> Explore the material
(A) In the report on the Students' Union Council hustings, what does O'Mahony say the overall theme of her candidacy will be centered on?
(B) Reproduce the passage of the Students' Union Council hustings report starting with "In the first" and going on through "run for election.".
(C) Summarize the report on the Students' Union Council hustings in three sentences.

At the fifth Trinity College Dublin Students’ Union (TCDSU) Council tonight, the twelve sabbatical officer candidates gave speeches and fielded questions from the attendees, who largely consisted of class representatives.
University Times Editor
O’Mahony began by mentioning the history of her involvement with the Students’ Union, starting in first year and continuing to the present day. She emphasised that the overall theme of her candidacy will be centred on “giving back to UT staff”. O’Mahony highlighted the newspaper’s upcoming tenth anniversary as an ideal opportunity to thank UT alumni and celebrate the achievements of current staff.
A key point O’Mahony focused on was the establishment of writer profiles on the UT website, intended for students to “promote it to family, friends and future employers”. Consolidating the creative section is another priority for O’Mahony and she pledged “to get more people involved in design and visuals”. Noting that an important element of UT is accountability, O’Mahony promised an increase in UT office hours, saying that students would be free to meet with her in order to “air concerns and present ideas”. To address the issue of achieving cost-neutrality for UT, O’Mahony said this was “a hot topic for UT” and mentioned that she had been “in talks with outside people”.
In the first question addressed to her, O’Mahony was asked whether she believed that this year being the first contested race for UT Editor indicates that candidates are “groomed for the role”. She made the point that the division of the Communications and Marketing role and UT Editor role was a relatively new one: “We are still developing and settling in that new space in the union and in the election.” O’Mahony also emphasised her experience and the experience of Deputy Editors when running for Editor-in-Chief stating that in her current role as Deputy, she does “pretty much everything the Editor does”. She also discussed the efforts made to expand senior staff saying that she saw no reason that the “huge masthead” of current editors could not run for election.
In response to a questions on working with the Communications and Marketing Officer for advertising, O’Mahony acknowledged that “there’s a haziness between how the union needs to work with UT for advertising…there hasn’t been as much collaboration as there could have been.” The first budget proposed by UT this year was rejected by the TCDSU Union Forum, after a saving of €70 per month was suggested.
In his speech for President Michael McDermott made a brief reference to his participation in the UT race, saying that he would leave the paper “the same as it is now, just more Spiderman coverage”. When asked how he would cover Spiderman, he answered that he would do so “just by telling the truth about Spiderman”.
In response to a question over how he would manage the combined workload of SU President and UT Editor if elected to both positions, McDermott stated that he would “keep going at both until they removed me from one”.
“Age doesn’t matter unless you are cheese,” joked Matthew Dundon for Ents, before outlining his society positions and achievements on campus. “Let me do the job I was born to do,” he told Council attendees. Dundon, a co-founder of Midnight Disco, reiterated many of his manifesto points, including implementing open air screenings and increasing collaborations between Ents and societies. He also wants increase the number of BYOB events and hand out ear plugs at Ents events, so that those with hearing issues can still enjoy nights out. When asked about alcohol-free events, Dundon responded that Trinity Ents currently assist societies with video game nights, film screenings and similar alcohol-free events. Finally, Dundon proposed introducing a review system for Ents events to ensure everyone in College has their voice heard.

[Records from a collection]
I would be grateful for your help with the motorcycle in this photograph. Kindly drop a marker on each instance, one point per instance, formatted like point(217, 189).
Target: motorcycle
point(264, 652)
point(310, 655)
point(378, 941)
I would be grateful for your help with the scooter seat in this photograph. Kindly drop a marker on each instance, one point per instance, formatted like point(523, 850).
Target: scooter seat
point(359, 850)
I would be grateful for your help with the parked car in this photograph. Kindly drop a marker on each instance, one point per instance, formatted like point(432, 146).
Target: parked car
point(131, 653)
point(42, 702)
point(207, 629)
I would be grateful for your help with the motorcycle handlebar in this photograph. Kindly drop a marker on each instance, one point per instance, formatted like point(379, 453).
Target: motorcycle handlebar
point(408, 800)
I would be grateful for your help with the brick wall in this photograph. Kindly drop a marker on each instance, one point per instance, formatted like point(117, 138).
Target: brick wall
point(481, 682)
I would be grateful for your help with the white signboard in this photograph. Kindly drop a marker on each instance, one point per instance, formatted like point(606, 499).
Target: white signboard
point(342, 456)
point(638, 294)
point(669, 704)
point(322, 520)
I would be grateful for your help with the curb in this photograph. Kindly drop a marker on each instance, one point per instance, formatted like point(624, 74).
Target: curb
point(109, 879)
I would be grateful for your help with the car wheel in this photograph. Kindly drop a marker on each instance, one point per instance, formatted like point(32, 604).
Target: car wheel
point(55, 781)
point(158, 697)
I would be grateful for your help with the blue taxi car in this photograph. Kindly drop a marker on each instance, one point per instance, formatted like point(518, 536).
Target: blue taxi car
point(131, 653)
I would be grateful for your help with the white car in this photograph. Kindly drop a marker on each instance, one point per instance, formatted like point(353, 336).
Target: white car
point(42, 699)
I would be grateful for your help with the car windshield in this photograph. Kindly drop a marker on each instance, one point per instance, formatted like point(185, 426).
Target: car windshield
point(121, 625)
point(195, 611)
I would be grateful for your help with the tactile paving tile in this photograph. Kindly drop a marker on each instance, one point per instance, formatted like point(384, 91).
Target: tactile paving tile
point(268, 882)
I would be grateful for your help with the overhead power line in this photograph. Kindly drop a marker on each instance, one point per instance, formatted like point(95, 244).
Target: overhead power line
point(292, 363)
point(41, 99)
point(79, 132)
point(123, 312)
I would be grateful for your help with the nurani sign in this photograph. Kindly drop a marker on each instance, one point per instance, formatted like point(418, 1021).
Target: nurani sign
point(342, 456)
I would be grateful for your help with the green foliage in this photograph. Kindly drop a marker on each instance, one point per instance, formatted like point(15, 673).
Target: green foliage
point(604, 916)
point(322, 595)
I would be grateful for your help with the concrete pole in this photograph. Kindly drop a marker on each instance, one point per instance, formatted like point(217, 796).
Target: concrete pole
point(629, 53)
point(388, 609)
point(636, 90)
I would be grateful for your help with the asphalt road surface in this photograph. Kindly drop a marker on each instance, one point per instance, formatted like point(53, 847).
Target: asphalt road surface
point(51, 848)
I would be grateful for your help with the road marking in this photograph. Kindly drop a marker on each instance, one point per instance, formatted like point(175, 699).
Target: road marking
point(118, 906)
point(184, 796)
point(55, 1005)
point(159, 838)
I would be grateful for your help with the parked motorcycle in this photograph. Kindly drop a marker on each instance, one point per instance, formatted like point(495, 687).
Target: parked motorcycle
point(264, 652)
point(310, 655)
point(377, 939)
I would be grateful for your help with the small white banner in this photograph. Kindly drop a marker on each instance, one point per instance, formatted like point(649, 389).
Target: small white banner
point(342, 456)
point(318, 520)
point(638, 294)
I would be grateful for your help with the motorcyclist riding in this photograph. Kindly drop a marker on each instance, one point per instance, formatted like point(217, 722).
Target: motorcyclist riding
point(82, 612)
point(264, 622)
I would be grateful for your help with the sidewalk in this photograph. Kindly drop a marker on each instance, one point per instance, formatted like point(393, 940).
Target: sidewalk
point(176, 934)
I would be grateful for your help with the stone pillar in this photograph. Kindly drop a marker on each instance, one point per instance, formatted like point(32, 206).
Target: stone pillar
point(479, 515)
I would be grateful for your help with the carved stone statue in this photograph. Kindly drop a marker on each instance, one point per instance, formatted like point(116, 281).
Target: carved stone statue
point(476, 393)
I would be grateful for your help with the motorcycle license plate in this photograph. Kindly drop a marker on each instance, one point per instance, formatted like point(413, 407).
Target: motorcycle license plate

> List of solutions
(A) Giving back to UT staff.

(B)
In the first question addressed to her, O’Mahony was asked whether she believed that this year being the first contested race for UT Editor indicates that candidates are “groomed for the role”. She made the point that the division of the Communications and Marketing role and UT Editor role was a relatively new one: “We are still developing and settling in that new space in the union and in the election.” O’Mahony also emphasised her experience and the experience of Deputy Editors when running for Editor-in-Chief stating that in her current role as Deputy, she does “pretty much everything the Editor does”. She also discussed the efforts made to expand senior staff saying that she saw no reason that the “huge masthead” of current editors could not run for election.

(C) At the fifth TCDSU Council, the twelve sabbatical officer candidates gave speeches and took questions from attendees who were largely class representatives. O'Mahony, running for UT Editor, centered her candidacy on giving back to UT staff and pledged writer profiles on the UT website, more people in design and visuals, and more office hours. Michael McDermott, in his speech for President, said he would leave the paper as it is with more Spiderman coverage, while Matthew Dundon, running for Ents, promised open air screenings, more BYOB events and more collaboration between Ents and societies.